▶ **Extracted material**
━━━━━━━━━━━━━━━━━━━━
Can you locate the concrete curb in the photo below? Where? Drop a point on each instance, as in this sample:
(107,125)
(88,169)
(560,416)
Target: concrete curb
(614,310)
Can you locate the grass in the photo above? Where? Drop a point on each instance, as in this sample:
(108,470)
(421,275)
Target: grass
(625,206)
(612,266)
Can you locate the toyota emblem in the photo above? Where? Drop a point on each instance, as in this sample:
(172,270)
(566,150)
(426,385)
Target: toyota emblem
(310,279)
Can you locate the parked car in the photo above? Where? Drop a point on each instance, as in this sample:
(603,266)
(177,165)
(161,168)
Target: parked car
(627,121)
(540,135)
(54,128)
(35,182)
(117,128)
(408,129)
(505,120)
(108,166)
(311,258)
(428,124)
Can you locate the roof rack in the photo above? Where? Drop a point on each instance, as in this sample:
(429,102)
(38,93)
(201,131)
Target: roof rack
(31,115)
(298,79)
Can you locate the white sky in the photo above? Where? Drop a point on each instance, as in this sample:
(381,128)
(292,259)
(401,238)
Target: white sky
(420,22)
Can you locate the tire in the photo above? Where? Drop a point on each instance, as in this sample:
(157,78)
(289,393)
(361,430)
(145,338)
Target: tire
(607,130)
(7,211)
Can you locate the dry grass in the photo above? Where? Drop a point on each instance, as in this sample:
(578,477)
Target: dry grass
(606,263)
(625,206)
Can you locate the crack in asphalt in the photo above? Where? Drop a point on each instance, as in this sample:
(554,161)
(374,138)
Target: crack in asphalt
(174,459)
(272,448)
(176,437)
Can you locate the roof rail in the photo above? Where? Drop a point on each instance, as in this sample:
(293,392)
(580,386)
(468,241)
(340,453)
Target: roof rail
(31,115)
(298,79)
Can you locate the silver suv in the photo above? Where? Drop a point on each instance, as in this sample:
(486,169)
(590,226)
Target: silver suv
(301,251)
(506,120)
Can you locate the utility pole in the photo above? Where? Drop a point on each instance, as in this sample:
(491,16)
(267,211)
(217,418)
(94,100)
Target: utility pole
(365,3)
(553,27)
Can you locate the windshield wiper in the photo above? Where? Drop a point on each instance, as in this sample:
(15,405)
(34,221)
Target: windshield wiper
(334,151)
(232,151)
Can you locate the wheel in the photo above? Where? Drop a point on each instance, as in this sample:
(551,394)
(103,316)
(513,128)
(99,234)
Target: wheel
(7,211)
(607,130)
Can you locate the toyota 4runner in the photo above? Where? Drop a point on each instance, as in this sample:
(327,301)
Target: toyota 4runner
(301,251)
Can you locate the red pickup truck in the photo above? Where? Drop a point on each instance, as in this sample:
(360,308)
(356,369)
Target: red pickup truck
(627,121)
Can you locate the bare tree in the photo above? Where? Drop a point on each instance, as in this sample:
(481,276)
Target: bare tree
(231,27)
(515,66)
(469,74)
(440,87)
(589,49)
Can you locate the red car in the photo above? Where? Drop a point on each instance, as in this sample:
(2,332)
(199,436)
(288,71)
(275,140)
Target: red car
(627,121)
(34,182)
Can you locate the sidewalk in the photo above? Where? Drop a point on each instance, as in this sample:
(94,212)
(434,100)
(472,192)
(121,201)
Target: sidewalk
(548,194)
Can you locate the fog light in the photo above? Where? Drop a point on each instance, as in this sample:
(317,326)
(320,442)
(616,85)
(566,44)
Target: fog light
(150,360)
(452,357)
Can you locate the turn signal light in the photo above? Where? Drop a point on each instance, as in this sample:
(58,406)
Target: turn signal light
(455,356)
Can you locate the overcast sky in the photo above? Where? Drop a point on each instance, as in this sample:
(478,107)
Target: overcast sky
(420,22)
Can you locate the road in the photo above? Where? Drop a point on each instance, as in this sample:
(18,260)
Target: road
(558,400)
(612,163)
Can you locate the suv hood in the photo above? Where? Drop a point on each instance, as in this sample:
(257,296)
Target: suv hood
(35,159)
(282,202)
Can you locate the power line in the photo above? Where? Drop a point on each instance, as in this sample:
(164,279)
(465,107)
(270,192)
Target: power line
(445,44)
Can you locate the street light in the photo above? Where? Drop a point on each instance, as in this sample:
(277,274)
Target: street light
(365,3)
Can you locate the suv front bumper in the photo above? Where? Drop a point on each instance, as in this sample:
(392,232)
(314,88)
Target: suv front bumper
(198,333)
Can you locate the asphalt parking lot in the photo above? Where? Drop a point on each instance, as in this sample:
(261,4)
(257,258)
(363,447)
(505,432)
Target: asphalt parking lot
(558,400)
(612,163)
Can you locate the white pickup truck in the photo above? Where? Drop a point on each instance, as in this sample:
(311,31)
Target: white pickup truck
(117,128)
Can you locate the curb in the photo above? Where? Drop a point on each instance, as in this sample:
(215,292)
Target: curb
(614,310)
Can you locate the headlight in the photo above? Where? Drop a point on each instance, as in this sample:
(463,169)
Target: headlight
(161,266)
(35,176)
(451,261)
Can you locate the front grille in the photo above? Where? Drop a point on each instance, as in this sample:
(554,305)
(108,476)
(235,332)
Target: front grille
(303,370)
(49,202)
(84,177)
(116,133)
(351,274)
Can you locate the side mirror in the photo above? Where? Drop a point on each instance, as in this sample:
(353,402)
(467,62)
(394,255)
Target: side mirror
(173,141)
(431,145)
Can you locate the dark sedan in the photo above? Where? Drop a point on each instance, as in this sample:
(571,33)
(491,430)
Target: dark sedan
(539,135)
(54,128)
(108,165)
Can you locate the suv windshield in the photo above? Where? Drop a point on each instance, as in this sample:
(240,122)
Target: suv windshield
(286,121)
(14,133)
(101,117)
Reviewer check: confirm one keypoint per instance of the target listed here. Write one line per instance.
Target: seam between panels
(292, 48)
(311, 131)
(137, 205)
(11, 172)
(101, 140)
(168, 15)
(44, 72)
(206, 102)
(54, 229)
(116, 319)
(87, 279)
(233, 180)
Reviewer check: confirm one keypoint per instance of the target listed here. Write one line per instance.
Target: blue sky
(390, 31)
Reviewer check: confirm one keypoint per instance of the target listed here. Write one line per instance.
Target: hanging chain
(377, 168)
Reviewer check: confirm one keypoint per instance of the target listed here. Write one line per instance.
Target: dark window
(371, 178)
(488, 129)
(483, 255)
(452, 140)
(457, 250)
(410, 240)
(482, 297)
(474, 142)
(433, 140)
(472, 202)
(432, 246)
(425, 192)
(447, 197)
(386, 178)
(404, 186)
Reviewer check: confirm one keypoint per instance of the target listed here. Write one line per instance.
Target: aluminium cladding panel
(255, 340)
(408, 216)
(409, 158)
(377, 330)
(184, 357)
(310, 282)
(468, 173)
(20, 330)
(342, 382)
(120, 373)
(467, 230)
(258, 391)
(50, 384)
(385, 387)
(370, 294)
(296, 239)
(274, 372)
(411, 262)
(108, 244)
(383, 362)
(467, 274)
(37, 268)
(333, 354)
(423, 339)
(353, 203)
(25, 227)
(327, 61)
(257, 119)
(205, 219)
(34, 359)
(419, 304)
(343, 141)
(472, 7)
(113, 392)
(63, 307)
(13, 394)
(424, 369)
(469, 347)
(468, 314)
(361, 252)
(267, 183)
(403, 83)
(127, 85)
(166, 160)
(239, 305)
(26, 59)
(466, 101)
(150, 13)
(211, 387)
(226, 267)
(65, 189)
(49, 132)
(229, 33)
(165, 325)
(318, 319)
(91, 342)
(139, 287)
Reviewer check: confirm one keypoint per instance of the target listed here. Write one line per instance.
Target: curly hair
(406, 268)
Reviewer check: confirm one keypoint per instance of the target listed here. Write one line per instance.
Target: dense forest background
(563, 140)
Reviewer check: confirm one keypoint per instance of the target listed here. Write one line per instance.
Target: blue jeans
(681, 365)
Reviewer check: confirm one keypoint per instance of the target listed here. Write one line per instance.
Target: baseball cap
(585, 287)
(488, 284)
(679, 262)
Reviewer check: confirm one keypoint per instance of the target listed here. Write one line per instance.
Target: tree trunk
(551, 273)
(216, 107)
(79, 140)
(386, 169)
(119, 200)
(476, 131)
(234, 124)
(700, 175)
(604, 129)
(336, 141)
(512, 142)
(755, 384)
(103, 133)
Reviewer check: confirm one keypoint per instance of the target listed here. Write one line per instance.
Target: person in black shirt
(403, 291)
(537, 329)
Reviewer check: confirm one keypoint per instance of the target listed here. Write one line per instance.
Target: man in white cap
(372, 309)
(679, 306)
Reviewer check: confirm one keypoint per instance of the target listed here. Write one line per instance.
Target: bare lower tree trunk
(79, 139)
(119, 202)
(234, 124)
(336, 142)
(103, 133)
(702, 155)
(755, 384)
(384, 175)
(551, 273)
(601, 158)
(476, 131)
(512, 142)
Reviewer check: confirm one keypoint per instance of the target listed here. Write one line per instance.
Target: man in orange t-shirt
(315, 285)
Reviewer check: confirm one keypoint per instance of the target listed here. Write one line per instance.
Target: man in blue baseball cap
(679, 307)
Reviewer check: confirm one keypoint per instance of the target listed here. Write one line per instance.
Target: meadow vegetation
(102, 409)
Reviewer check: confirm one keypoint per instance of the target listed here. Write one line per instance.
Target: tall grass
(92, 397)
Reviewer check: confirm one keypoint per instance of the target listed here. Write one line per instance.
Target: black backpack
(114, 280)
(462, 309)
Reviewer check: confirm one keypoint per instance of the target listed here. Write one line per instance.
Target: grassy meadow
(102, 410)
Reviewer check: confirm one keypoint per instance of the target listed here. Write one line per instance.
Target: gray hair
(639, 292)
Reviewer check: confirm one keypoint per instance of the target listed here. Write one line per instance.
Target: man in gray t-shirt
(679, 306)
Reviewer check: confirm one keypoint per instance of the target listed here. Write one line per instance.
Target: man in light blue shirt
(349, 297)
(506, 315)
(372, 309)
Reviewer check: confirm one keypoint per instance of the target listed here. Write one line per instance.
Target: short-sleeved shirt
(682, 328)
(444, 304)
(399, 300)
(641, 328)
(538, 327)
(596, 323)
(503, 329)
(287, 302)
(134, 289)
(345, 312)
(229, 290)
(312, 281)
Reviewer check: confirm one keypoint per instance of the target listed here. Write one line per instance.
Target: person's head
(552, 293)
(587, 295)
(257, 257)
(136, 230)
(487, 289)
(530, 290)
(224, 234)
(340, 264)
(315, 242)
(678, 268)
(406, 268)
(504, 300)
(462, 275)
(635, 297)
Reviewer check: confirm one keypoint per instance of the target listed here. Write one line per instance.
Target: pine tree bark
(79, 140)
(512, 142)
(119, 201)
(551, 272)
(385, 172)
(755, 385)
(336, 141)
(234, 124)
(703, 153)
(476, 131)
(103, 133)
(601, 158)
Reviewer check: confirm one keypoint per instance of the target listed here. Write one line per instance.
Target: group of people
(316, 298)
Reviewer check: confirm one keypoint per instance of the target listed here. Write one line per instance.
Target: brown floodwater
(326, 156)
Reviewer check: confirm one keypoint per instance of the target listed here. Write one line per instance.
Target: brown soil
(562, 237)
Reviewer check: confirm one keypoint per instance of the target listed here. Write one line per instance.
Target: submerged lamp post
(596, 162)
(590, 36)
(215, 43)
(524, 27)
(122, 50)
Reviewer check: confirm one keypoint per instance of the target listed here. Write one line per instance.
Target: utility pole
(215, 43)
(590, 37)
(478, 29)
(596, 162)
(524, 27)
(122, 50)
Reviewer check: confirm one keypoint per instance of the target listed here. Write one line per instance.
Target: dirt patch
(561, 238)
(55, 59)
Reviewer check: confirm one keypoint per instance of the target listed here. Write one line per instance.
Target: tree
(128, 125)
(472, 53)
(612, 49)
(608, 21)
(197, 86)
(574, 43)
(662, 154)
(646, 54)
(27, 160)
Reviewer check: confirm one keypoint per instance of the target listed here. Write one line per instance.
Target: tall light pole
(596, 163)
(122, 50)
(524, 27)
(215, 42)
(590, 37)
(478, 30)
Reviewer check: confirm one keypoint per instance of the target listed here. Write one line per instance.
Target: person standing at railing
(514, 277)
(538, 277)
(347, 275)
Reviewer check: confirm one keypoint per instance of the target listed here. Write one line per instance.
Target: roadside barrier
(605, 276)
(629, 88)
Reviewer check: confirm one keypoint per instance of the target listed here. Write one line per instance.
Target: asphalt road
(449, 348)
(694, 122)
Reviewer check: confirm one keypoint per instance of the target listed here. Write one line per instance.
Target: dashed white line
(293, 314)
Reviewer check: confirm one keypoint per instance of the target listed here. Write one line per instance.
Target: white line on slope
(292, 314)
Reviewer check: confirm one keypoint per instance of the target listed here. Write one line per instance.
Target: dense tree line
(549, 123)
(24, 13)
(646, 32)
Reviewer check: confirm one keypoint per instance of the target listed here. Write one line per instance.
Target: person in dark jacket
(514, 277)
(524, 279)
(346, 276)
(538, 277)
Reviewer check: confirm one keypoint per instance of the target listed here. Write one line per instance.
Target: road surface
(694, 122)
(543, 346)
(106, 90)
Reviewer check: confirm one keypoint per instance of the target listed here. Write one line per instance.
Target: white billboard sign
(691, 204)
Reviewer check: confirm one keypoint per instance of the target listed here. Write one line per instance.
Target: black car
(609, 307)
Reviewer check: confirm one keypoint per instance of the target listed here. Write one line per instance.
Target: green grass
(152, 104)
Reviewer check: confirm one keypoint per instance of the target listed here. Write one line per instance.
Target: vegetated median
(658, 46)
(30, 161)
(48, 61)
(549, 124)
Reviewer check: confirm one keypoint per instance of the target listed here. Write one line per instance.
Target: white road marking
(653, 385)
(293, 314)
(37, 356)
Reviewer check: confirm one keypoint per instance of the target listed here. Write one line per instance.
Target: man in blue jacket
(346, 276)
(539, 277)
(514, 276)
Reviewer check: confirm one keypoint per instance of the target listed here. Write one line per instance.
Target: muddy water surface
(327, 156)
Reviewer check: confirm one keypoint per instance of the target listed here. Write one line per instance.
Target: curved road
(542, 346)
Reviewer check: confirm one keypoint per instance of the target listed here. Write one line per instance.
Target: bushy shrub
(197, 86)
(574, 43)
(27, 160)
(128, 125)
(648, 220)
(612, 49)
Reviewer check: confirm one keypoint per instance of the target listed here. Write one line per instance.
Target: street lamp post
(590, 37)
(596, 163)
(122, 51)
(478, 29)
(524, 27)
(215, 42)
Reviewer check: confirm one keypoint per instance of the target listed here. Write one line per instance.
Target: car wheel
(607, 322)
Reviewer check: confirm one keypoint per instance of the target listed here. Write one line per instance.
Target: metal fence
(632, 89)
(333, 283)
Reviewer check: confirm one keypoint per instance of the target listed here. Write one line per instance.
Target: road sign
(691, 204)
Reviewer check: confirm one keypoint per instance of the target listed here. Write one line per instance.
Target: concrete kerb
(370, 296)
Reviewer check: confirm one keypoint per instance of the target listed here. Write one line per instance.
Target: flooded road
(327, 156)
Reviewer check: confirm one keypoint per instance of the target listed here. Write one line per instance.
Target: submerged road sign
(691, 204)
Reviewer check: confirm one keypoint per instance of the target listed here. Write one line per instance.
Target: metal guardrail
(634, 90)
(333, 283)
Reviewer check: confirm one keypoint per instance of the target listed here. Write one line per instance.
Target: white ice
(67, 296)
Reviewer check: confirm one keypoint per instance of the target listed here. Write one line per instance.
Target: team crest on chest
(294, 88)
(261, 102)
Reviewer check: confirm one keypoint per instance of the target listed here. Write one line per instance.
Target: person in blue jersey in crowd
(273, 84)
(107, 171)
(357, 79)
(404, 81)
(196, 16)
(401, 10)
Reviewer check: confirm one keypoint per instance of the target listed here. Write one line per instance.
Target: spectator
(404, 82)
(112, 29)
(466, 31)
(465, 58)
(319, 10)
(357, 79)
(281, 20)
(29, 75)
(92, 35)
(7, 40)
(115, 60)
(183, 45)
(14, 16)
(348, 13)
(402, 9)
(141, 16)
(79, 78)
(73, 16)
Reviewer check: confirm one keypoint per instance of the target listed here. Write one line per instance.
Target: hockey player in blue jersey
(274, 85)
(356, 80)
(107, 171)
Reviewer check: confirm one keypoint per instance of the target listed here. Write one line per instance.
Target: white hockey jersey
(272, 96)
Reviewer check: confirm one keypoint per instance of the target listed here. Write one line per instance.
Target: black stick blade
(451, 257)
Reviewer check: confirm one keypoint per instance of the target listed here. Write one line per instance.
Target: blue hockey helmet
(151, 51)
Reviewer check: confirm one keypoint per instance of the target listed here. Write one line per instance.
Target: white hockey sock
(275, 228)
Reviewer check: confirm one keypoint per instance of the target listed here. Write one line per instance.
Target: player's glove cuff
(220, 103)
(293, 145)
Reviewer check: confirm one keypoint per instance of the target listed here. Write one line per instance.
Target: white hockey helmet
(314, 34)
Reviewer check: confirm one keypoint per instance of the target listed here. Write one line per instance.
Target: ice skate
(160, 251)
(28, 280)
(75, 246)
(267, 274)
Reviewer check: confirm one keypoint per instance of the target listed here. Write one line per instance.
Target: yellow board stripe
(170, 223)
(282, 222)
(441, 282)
━━━━━━━━━━━━━━━━━━━━
▶ **Set exercise**
Pick out every line of the data above that contains the word "silver", matching case exactly, and copy those lines.

▶ **Answer for this exercise**
Can you locate the silver suv in the photo above? Where? Drop a point on each instance, as in this sample:
Target: silver suv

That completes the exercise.